▶ _Goal_:
The entries below are to be transcribed in full, without their images.

(Image object location entries)
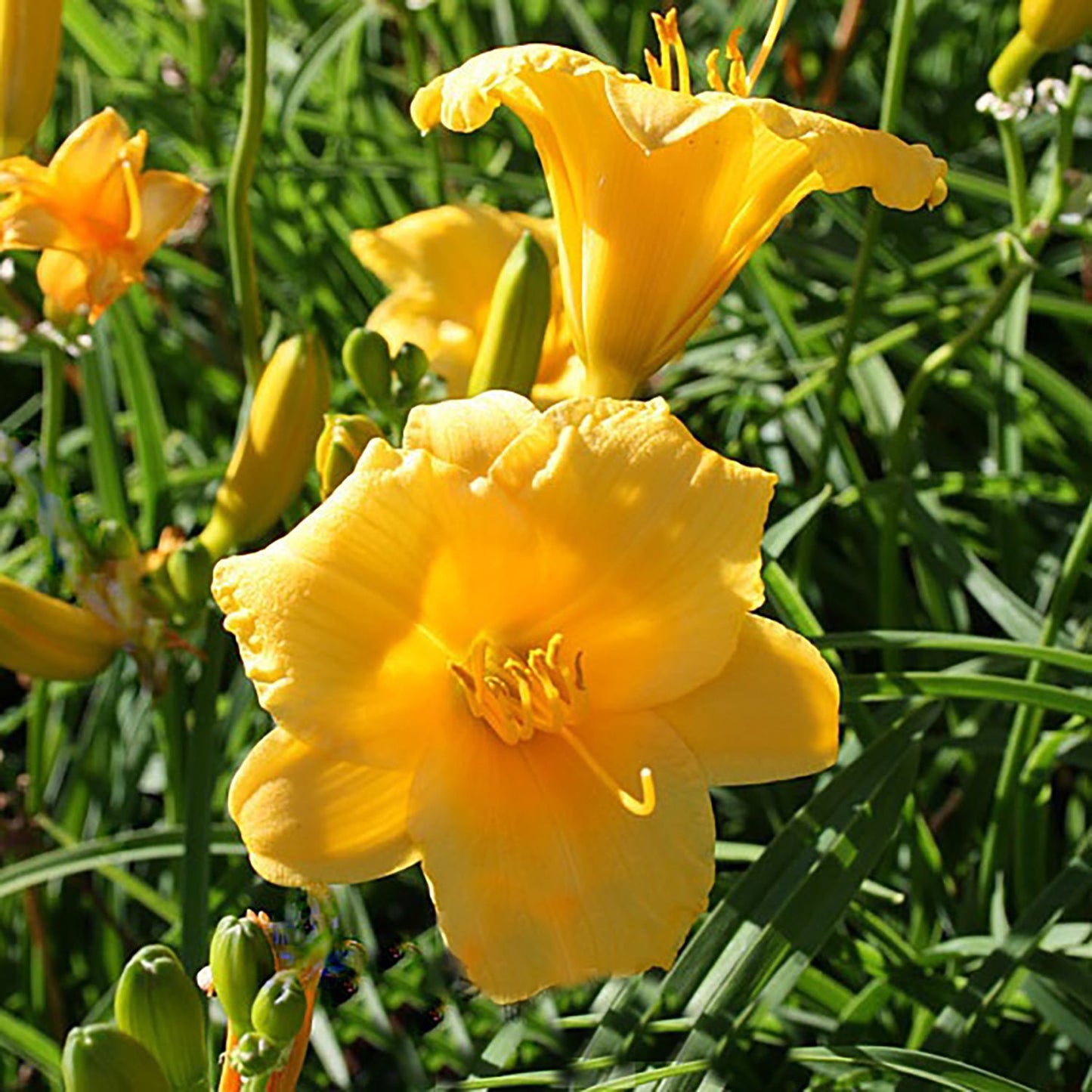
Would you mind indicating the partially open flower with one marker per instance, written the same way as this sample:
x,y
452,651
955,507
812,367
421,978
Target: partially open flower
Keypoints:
x,y
95,214
660,194
441,265
519,650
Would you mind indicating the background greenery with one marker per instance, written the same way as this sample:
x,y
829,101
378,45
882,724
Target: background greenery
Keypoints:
x,y
855,940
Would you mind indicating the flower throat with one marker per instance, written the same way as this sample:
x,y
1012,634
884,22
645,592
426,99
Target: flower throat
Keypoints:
x,y
673,56
543,691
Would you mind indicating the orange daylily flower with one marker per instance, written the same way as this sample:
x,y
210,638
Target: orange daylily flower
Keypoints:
x,y
441,265
662,194
519,650
95,214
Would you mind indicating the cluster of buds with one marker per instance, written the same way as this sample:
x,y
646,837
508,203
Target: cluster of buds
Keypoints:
x,y
157,1043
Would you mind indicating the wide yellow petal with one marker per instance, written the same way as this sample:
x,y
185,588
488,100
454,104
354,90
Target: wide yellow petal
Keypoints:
x,y
307,817
470,432
166,201
540,876
771,713
648,543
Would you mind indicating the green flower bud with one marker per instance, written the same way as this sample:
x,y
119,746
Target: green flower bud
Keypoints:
x,y
342,442
159,1005
411,365
103,1058
367,360
189,569
115,542
511,345
240,959
280,1008
274,452
255,1055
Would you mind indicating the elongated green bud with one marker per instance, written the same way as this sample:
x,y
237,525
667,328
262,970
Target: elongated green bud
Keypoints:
x,y
1045,27
159,1005
280,1008
103,1058
367,360
240,960
274,453
512,341
342,442
48,639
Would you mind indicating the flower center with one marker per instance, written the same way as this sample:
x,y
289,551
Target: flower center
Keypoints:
x,y
544,690
673,54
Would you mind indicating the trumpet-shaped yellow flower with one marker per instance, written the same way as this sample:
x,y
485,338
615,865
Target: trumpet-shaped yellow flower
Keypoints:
x,y
660,194
29,48
441,265
95,214
519,650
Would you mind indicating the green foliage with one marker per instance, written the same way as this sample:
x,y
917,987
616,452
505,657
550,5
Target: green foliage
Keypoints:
x,y
920,917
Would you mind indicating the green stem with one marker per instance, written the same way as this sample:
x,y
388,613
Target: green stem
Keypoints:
x,y
900,451
105,456
53,417
201,768
240,243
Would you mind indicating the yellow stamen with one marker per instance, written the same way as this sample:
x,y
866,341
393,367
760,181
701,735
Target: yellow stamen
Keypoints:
x,y
518,696
771,37
132,191
662,73
738,83
712,73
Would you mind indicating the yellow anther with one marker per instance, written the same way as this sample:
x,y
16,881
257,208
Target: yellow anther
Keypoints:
x,y
132,191
738,83
712,70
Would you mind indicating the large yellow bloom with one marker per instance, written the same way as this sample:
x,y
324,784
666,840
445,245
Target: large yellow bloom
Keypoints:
x,y
660,196
95,214
441,265
519,650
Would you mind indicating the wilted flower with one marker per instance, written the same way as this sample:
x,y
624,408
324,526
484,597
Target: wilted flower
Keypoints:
x,y
95,214
441,265
519,650
660,196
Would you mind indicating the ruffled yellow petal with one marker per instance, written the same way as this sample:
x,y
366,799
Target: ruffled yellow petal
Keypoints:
x,y
307,817
166,201
771,713
540,876
470,432
647,546
660,196
331,620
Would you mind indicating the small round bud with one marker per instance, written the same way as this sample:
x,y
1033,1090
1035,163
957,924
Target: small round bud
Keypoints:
x,y
280,1008
103,1058
255,1055
411,365
242,959
159,1006
367,360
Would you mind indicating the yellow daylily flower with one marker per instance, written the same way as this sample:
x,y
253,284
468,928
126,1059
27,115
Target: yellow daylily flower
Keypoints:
x,y
95,214
29,49
660,194
519,650
441,265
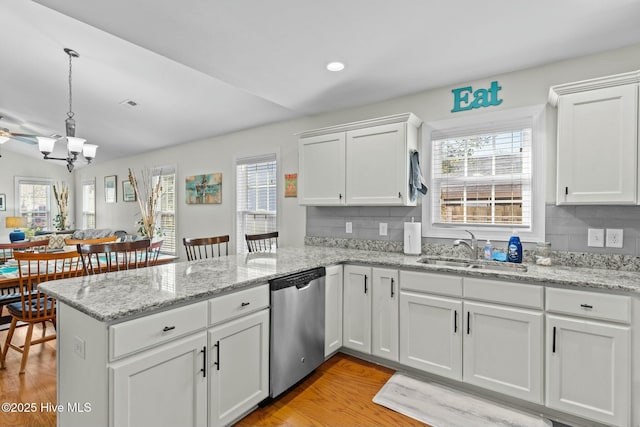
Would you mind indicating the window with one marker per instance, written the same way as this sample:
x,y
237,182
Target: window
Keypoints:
x,y
167,177
89,204
33,200
256,197
486,177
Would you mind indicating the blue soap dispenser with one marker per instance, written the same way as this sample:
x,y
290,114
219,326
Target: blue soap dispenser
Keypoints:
x,y
514,250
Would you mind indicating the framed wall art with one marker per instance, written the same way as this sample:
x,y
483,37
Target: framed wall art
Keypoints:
x,y
204,189
110,189
128,193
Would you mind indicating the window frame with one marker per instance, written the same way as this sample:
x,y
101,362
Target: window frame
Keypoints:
x,y
478,123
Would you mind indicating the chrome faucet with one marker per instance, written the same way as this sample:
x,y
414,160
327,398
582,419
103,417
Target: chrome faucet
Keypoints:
x,y
472,247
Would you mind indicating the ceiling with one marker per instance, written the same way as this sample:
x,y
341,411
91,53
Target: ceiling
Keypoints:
x,y
202,68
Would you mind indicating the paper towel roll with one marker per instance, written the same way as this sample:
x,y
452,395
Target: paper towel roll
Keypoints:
x,y
412,238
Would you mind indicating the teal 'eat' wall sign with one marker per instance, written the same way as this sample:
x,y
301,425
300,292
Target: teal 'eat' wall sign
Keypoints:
x,y
481,97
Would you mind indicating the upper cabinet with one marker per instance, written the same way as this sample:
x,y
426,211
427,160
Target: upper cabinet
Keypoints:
x,y
597,140
363,163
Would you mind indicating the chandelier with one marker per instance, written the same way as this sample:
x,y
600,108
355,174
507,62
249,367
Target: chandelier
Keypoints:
x,y
75,146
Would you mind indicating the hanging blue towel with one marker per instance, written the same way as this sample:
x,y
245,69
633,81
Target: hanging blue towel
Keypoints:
x,y
416,181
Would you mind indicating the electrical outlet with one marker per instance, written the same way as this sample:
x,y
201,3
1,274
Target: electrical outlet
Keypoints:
x,y
614,237
78,346
595,237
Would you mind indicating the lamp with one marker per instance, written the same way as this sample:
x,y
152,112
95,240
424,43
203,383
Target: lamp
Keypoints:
x,y
75,145
15,222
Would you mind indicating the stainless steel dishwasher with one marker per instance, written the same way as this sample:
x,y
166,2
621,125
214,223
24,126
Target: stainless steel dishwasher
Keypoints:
x,y
297,328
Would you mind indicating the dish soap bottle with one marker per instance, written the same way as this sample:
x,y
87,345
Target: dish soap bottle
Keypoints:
x,y
514,250
488,251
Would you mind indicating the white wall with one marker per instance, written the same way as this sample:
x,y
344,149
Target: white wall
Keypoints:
x,y
520,88
14,164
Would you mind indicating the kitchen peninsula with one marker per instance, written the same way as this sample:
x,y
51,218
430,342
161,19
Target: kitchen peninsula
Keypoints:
x,y
122,325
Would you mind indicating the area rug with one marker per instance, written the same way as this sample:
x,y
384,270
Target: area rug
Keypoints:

▶ _Response for this exercise_:
Would you mind indicating the partially open flower with one marker per instance, written the same way as this sample:
x,y
452,651
955,507
812,367
421,978
Target: partially open flower
Keypoints:
x,y
95,214
660,194
441,265
519,650
Would you mind indicating the background greenery with one marker per instance, written the same way as this sample:
x,y
829,101
378,45
882,724
Target: background greenery
Keypoints:
x,y
855,940
Would you mind indicating the flower throat with one marker per instance, written the same way as this sample:
x,y
1012,634
884,22
645,592
426,99
Target: flower throat
Keypoints:
x,y
673,56
543,691
Would you mind indicating the orange daylily flower with one marker per instance, written the same way as this sample:
x,y
210,638
Target: orange daylily flower
Keypoints:
x,y
441,265
662,194
519,650
95,214
Would you mind indicating the cluster of buds with one marker per instance, written the same way as this sample:
x,y
646,837
508,203
Target: cluster of buds
Keypoints:
x,y
157,1043
Would you mind indicating the wide yellow petal with one marker per instance, written the same way as this sample:
x,y
185,588
488,100
454,104
354,90
Target: wide yellow petal
Keypoints:
x,y
307,817
470,432
166,201
540,876
771,713
648,543
Would you mind indicating the green flower bud with one marker per instance, written the same way as this sample:
x,y
119,746
Target: green flower bud
Keypoints:
x,y
342,442
159,1005
411,365
103,1058
367,360
189,569
115,542
511,345
240,959
280,1008
274,452
255,1055
Would you mind indicating the elongated green bud with one marker per instance, written the same way as this sample:
x,y
237,525
667,328
262,970
Target: elongated green bud
Keypoints:
x,y
1045,27
159,1005
280,1008
103,1058
367,360
240,960
274,453
512,341
342,442
48,639
Would you mind indicating the flower center with one marker per instance, written the same way as this sample:
x,y
289,551
Target: flower center
Keypoints:
x,y
544,690
673,54
Would you mind indicating the trumpet-shaped yellow flower with one marker per instance, written the same way as this sample:
x,y
485,338
615,865
Target: trumpet-shaped yellow flower
Keypoints:
x,y
660,194
29,48
441,265
95,214
519,650
Would you mind indicating the green foliage with one marker per instance, written the same way as this sample:
x,y
917,987
616,452
505,657
550,5
Target: green foliage
Keypoints:
x,y
920,917
Would you mind indicating the green stem with one marker per instance, written the same way as this sample:
x,y
388,613
Target: green stem
Keypoints:
x,y
900,451
105,456
53,417
201,768
240,243
Would you mind indicating the yellow stamen with one marker per instance, written the same way as this sample:
x,y
866,341
393,367
760,181
701,735
Target: yellow stamen
Keypoints:
x,y
518,696
771,37
132,191
662,73
738,83
712,73
Would you mind indicating the yellow anther with one marker per instance, written the same way as this sample:
x,y
16,881
257,208
Target: yellow anther
Keypoints:
x,y
132,191
738,83
712,70
Would you mind indicating the large yellow bloom with one marker per instance, written the same way as this sample:
x,y
324,784
666,840
445,245
Target: large yellow bloom
Keypoints:
x,y
660,196
95,214
441,265
519,650
Would you mind indicating the wilted flower with one marker per instance, written the same way as this sample:
x,y
624,408
324,526
484,597
Target: wilted flower
Keypoints:
x,y
95,214
441,265
519,650
660,196
Would you mind indicating the ruffled yellow petal with one marker per instance, written the same way as this sample:
x,y
366,799
Target: ruffled yellow petal
Keypoints:
x,y
307,817
166,201
771,713
540,876
470,432
647,546
660,196
331,620
Would you mind indicating the small round bud with one marker per instance, written the same way as this sample:
x,y
1033,1090
1035,163
957,924
Target: small round bud
Keypoints:
x,y
280,1008
103,1058
255,1055
411,365
242,959
159,1006
367,360
Would you mind indicating the yellow daylily flower with one marker per instance, written the same way as this sample:
x,y
253,284
468,928
126,1059
27,115
Target: yellow daylily flower
Keypoints:
x,y
95,214
29,49
660,194
519,650
441,265
Would you mind indicating the window with one marker per instance, written the same way as this sample:
x,y
237,182
Target: window
Keypoints:
x,y
167,177
89,204
33,200
256,197
486,177
Would you mind indicating the blue soap dispenser with one marker per instance, written the same way as this sample:
x,y
290,114
219,326
Target: blue soap dispenser
Keypoints:
x,y
514,250
Would you mind indicating the framed wall art with one marker per instance, written the same way as this sample:
x,y
483,37
Target: framed wall art
Keypoints:
x,y
204,189
110,189
128,193
Would you mind indicating the window frame with one marker per instance, written the same way as this sample:
x,y
101,362
Target: window frame
Keypoints:
x,y
478,123
Would you mind indicating the chrome faucet with one marker per instance, written the same way as this sample:
x,y
414,160
327,398
582,419
103,417
Target: chrome faucet
Keypoints:
x,y
472,247
Would you mind indicating the ceiling with one marker per instance, written the same way as this sample:
x,y
341,411
91,53
Target: ceiling
Keypoints:
x,y
202,68
Would you mind indicating the paper towel roll with one marker per instance, written the same way as this sample:
x,y
452,395
Target: paper towel roll
Keypoints:
x,y
412,238
Would you mind indicating the teal 'eat' wall sign with one marker per instance, written the same way as this sample:
x,y
301,425
300,292
Target: teal 'eat' wall sign
Keypoints:
x,y
481,97
Would you mind indicating the upper cabinet with one marker per instance, written the same way as this sample:
x,y
426,211
427,160
Target: upper cabinet
Keypoints:
x,y
597,140
363,163
Would you mind indicating the chandelier with one marker per instance, written the same way as this sample:
x,y
600,108
355,174
507,62
249,367
Target: chandelier
Keypoints:
x,y
75,146
Would you mind indicating the hanging blue towel with one marker per instance, written the same way as this sample:
x,y
245,69
633,81
Target: hanging blue towel
Keypoints:
x,y
416,181
Would you mind indicating the electrical outlet with one marker per instance, written the same way as this sample:
x,y
201,3
1,274
Target: electrical outlet
Keypoints:
x,y
614,237
78,346
595,237
Would you mind indicating the lamp with one marker per instance, written the same way as this sample:
x,y
152,112
95,240
424,43
203,383
Target: lamp
Keypoints:
x,y
75,145
15,222
Would you mind indicating the stainless steel dishwasher with one marker per instance, written the same way as this sample:
x,y
166,2
621,125
214,223
24,126
Target: stainless steel dishwasher
Keypoints:
x,y
297,328
Would you mind indicating the dish soap bottle with one marker per instance, written the same way as this sample:
x,y
87,345
Target: dish soap bottle
Keypoints:
x,y
514,250
488,251
Would you mind indicating the white wall with one marker per instance, written the same way as this sample:
x,y
344,149
Target: white wall
Keypoints:
x,y
520,88
14,164
Would you mind indicating the kitchen peninsula with one marker per instance, written the same way as this sample:
x,y
51,218
430,342
161,19
Target: kitchen peninsula
Keypoints:
x,y
122,325
Would you mind indicating the area rug with one marker per instance, written the same way as this sample:
x,y
384,270
Target: area rug
Keypoints:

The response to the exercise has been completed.